*Instruction:* Write out the lines below as a numbered list, omitting any blank lines and leaving out the pictures.

*Task inputs:*
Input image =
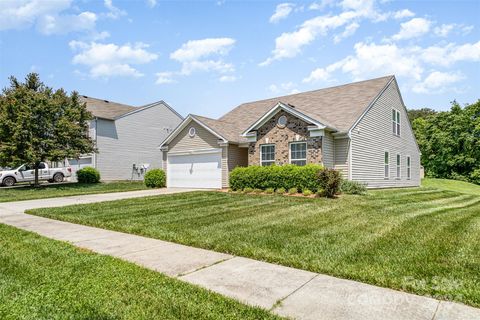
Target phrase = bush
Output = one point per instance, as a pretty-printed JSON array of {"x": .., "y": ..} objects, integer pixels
[
  {"x": 275, "y": 177},
  {"x": 269, "y": 191},
  {"x": 307, "y": 192},
  {"x": 329, "y": 180},
  {"x": 281, "y": 191},
  {"x": 353, "y": 187},
  {"x": 88, "y": 175},
  {"x": 155, "y": 178}
]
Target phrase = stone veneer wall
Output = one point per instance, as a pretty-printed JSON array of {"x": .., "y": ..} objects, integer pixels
[{"x": 295, "y": 130}]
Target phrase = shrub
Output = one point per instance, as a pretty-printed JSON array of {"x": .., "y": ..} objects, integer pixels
[
  {"x": 155, "y": 178},
  {"x": 307, "y": 192},
  {"x": 269, "y": 191},
  {"x": 352, "y": 187},
  {"x": 247, "y": 190},
  {"x": 281, "y": 191},
  {"x": 286, "y": 176},
  {"x": 329, "y": 180},
  {"x": 88, "y": 175}
]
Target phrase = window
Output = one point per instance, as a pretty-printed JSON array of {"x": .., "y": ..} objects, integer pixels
[
  {"x": 408, "y": 168},
  {"x": 396, "y": 122},
  {"x": 298, "y": 153},
  {"x": 267, "y": 154},
  {"x": 398, "y": 166},
  {"x": 387, "y": 165}
]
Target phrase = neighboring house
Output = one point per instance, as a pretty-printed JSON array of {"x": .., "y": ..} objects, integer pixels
[
  {"x": 360, "y": 129},
  {"x": 126, "y": 138}
]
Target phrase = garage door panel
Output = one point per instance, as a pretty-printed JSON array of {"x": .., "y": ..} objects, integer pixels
[{"x": 195, "y": 171}]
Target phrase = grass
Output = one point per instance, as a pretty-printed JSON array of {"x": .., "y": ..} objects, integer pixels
[
  {"x": 421, "y": 240},
  {"x": 67, "y": 189},
  {"x": 47, "y": 279}
]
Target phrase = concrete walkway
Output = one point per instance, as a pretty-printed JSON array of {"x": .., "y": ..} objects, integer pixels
[{"x": 285, "y": 291}]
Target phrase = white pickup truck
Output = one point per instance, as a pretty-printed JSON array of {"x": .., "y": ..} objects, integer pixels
[{"x": 26, "y": 173}]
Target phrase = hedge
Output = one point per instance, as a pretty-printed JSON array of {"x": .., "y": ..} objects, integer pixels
[
  {"x": 88, "y": 175},
  {"x": 276, "y": 177},
  {"x": 155, "y": 178}
]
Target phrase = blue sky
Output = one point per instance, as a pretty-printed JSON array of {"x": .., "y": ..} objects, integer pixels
[{"x": 206, "y": 57}]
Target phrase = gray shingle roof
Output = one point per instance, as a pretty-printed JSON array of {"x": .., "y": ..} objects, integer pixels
[
  {"x": 337, "y": 107},
  {"x": 106, "y": 109}
]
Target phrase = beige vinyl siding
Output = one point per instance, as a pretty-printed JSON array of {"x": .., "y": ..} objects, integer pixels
[
  {"x": 132, "y": 139},
  {"x": 328, "y": 146},
  {"x": 341, "y": 148},
  {"x": 373, "y": 135},
  {"x": 203, "y": 139}
]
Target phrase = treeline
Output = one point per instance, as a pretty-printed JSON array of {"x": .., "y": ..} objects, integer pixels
[{"x": 449, "y": 141}]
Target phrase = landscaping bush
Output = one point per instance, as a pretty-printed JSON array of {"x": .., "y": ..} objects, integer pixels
[
  {"x": 88, "y": 175},
  {"x": 155, "y": 178},
  {"x": 307, "y": 192},
  {"x": 292, "y": 191},
  {"x": 275, "y": 177},
  {"x": 352, "y": 187},
  {"x": 329, "y": 181}
]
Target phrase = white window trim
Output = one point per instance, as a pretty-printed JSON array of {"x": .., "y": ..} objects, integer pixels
[
  {"x": 398, "y": 166},
  {"x": 290, "y": 151},
  {"x": 261, "y": 153},
  {"x": 397, "y": 122},
  {"x": 408, "y": 166},
  {"x": 386, "y": 164}
]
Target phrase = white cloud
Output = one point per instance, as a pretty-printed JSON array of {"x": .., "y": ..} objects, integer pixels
[
  {"x": 47, "y": 16},
  {"x": 113, "y": 12},
  {"x": 405, "y": 13},
  {"x": 437, "y": 82},
  {"x": 413, "y": 28},
  {"x": 228, "y": 78},
  {"x": 204, "y": 55},
  {"x": 151, "y": 3},
  {"x": 282, "y": 11},
  {"x": 349, "y": 31},
  {"x": 106, "y": 60},
  {"x": 164, "y": 77}
]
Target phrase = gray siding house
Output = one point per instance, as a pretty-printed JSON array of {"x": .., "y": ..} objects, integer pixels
[
  {"x": 126, "y": 137},
  {"x": 360, "y": 129}
]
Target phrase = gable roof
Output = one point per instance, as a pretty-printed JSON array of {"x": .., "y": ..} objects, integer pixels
[
  {"x": 106, "y": 109},
  {"x": 337, "y": 108}
]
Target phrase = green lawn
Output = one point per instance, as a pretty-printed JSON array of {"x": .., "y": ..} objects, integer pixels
[
  {"x": 47, "y": 279},
  {"x": 67, "y": 189},
  {"x": 421, "y": 240}
]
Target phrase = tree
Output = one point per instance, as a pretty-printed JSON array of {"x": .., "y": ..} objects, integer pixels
[
  {"x": 450, "y": 142},
  {"x": 38, "y": 124},
  {"x": 420, "y": 113}
]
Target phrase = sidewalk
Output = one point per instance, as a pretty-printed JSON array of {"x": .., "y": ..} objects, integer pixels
[{"x": 285, "y": 291}]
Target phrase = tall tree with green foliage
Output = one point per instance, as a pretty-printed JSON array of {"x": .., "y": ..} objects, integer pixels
[
  {"x": 38, "y": 124},
  {"x": 450, "y": 142}
]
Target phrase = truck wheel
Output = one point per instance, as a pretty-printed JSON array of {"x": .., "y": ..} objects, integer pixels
[
  {"x": 9, "y": 181},
  {"x": 58, "y": 177}
]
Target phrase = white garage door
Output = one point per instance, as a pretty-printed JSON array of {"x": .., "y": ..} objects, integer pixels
[{"x": 195, "y": 170}]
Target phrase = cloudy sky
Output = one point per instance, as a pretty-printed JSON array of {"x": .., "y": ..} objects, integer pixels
[{"x": 206, "y": 57}]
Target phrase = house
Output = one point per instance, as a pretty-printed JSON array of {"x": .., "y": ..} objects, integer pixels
[
  {"x": 360, "y": 129},
  {"x": 126, "y": 137}
]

*The result:*
1. Input image =
2. Target phrase = bush
3. Output = one point per instance, as a pretty-printed JSON array of {"x": .., "y": ..} objects, integer pixels
4. [
5.   {"x": 275, "y": 177},
6.   {"x": 269, "y": 191},
7.   {"x": 307, "y": 192},
8.   {"x": 329, "y": 180},
9.   {"x": 281, "y": 191},
10.   {"x": 353, "y": 187},
11.   {"x": 88, "y": 175},
12.   {"x": 155, "y": 178}
13. ]
14. Target phrase = stone veneer wall
15. Output = one point per instance, as a pretty-printed JSON array of {"x": .., "y": ..} objects, integer pixels
16. [{"x": 295, "y": 130}]
17. Target phrase = shrub
18. Output = one point per instance, as a pretty-printed JSON array of {"x": .., "y": ..} objects, integer pixels
19. [
20.   {"x": 155, "y": 178},
21.   {"x": 307, "y": 192},
22.   {"x": 269, "y": 191},
23.   {"x": 352, "y": 187},
24.   {"x": 247, "y": 190},
25.   {"x": 281, "y": 191},
26.   {"x": 286, "y": 176},
27.   {"x": 329, "y": 180},
28.   {"x": 88, "y": 175}
29. ]
30. Target phrase = window
31. Output = one point per instance, as a pretty-printed JSON array of {"x": .., "y": ..} objects, integer pixels
32. [
33.   {"x": 408, "y": 168},
34.   {"x": 396, "y": 122},
35.   {"x": 298, "y": 153},
36.   {"x": 267, "y": 154},
37.   {"x": 398, "y": 166},
38.   {"x": 387, "y": 165}
39. ]
40. Target phrase = neighboring house
41. Output = one point per instance, as a pretty-printed JSON array of {"x": .., "y": ..} objects, integer pixels
42. [
43.   {"x": 360, "y": 129},
44.   {"x": 126, "y": 138}
45. ]
46. Target phrase = garage door panel
47. Output = one point per instance, as a pretty-printed JSON array of {"x": .., "y": ..} objects, integer pixels
48. [{"x": 195, "y": 171}]
49. Target phrase = grass
50. Output = one point per instance, as a pretty-printed JSON array of {"x": .., "y": ..} objects, integer pixels
51. [
52.   {"x": 421, "y": 240},
53.   {"x": 67, "y": 189},
54.   {"x": 47, "y": 279}
55. ]
56. Target phrase = concrete walkway
57. Output = one point per instance, as a pretty-printed JSON array of {"x": .., "y": ..} objects, integer pixels
58. [{"x": 285, "y": 291}]
59. Target phrase = white pickup truck
60. Output = one point per instance, as a pretty-printed JSON array of {"x": .., "y": ..} objects, integer pixels
61. [{"x": 26, "y": 173}]
62. Target phrase = hedge
63. Output = one point per instance, as a pretty-printed JSON array of {"x": .., "y": ..} objects, integer pixels
64. [
65.   {"x": 88, "y": 175},
66.   {"x": 276, "y": 177},
67.   {"x": 155, "y": 178}
68. ]
69. Target phrase = blue sky
70. Output = one point per instance, as a pretty-printed JSON array of {"x": .., "y": ..} objects, integer pixels
71. [{"x": 206, "y": 57}]
72. Target phrase = gray shingle roof
73. Output = one point per instance, as a pretty-printed JSON array of {"x": .., "y": ..} objects, integer pixels
74. [
75.   {"x": 337, "y": 107},
76.   {"x": 106, "y": 109}
77. ]
78. Target phrase = beige vinyl siding
79. Output = one point per instance, as a pretty-printed JSON array of {"x": .., "y": ..} objects, integer pixels
80. [
81.   {"x": 132, "y": 139},
82.   {"x": 328, "y": 146},
83.   {"x": 341, "y": 148},
84.   {"x": 373, "y": 135},
85.   {"x": 203, "y": 139}
86. ]
87. Target phrase = treeline
88. Output = one point per instance, as a pretty-printed JSON array of {"x": .., "y": ..} objects, integer pixels
89. [{"x": 449, "y": 141}]
90. Target phrase = landscaping bush
91. Output = one point per instance, as a pretty-printed JSON array of {"x": .., "y": ..} objects, integer pixels
92. [
93.   {"x": 88, "y": 175},
94.   {"x": 155, "y": 178},
95.   {"x": 307, "y": 192},
96.   {"x": 292, "y": 191},
97.   {"x": 275, "y": 177},
98.   {"x": 352, "y": 187},
99.   {"x": 329, "y": 181}
100. ]
101. Target phrase = white window trim
102. Output = one point per instance, as a pretty-printed JSON array of {"x": .., "y": ..} objects, integer pixels
103. [
104.   {"x": 398, "y": 166},
105.   {"x": 290, "y": 151},
106.   {"x": 261, "y": 153},
107.   {"x": 397, "y": 122},
108.   {"x": 408, "y": 166},
109.   {"x": 386, "y": 164}
110. ]
111. Target phrase = white cloud
112. Output = one point per instance, as a pretty-printed JSON array of {"x": .., "y": ..} objects, integer pixels
113. [
114.   {"x": 47, "y": 16},
115.   {"x": 113, "y": 12},
116.   {"x": 405, "y": 13},
117.   {"x": 437, "y": 82},
118.   {"x": 413, "y": 28},
119.   {"x": 228, "y": 78},
120.   {"x": 204, "y": 55},
121.   {"x": 151, "y": 3},
122.   {"x": 282, "y": 11},
123.   {"x": 349, "y": 31},
124.   {"x": 106, "y": 60},
125.   {"x": 164, "y": 77}
126. ]
127. Target phrase = gray siding house
128. Output = one point per instance, as a pretty-printed JSON array of {"x": .., "y": ..} objects, integer pixels
129. [
130.   {"x": 126, "y": 137},
131.   {"x": 360, "y": 129}
132. ]
133. Target phrase = gable roof
134. Output = one point per instance, as a pretty-printed JSON array of {"x": .., "y": ..} objects, integer pixels
135. [
136.   {"x": 106, "y": 109},
137.   {"x": 337, "y": 108}
138. ]
139. Target phrase = green lawn
140. Output = one point per instance, as a pretty-printed JSON array of {"x": .., "y": ..} objects, integer pixels
141. [
142.   {"x": 47, "y": 279},
143.   {"x": 67, "y": 189},
144.   {"x": 421, "y": 240}
145. ]
146. Target phrase = tree
147. Output = one point per instance, as a pretty-printed JSON array of {"x": .., "y": ..} objects, integer pixels
148. [
149.   {"x": 450, "y": 142},
150.   {"x": 38, "y": 124},
151.   {"x": 420, "y": 113}
152. ]
153. Target phrase = sidewalk
154. Output = one point per instance, as a pretty-printed JSON array of {"x": .., "y": ..} objects, integer pixels
155. [{"x": 285, "y": 291}]
156. Target phrase = tall tree with green foliage
157. Output = one point per instance, as a pretty-printed JSON array of {"x": .., "y": ..} objects, integer pixels
158. [
159.   {"x": 38, "y": 124},
160.   {"x": 450, "y": 142}
161. ]
162. Target phrase = truck wheel
163. Output = one point per instance, as a pretty-printed JSON array of {"x": .., "y": ..} objects, integer pixels
164. [
165.   {"x": 9, "y": 181},
166.   {"x": 58, "y": 177}
167. ]
168. Target phrase = white garage door
169. Output = one point per instance, as a pretty-printed JSON array of {"x": .., "y": ..} objects, integer pixels
170. [{"x": 195, "y": 170}]
171. Target phrase = cloudy sky
172. Output = one point per instance, as a pretty-printed JSON array of {"x": .., "y": ..} objects, integer pixels
173. [{"x": 206, "y": 57}]
174. Target phrase = house
175. Output = one point per instance, as a pretty-printed JSON array of {"x": .., "y": ..} objects, integer pixels
176. [
177.   {"x": 360, "y": 129},
178.   {"x": 126, "y": 137}
179. ]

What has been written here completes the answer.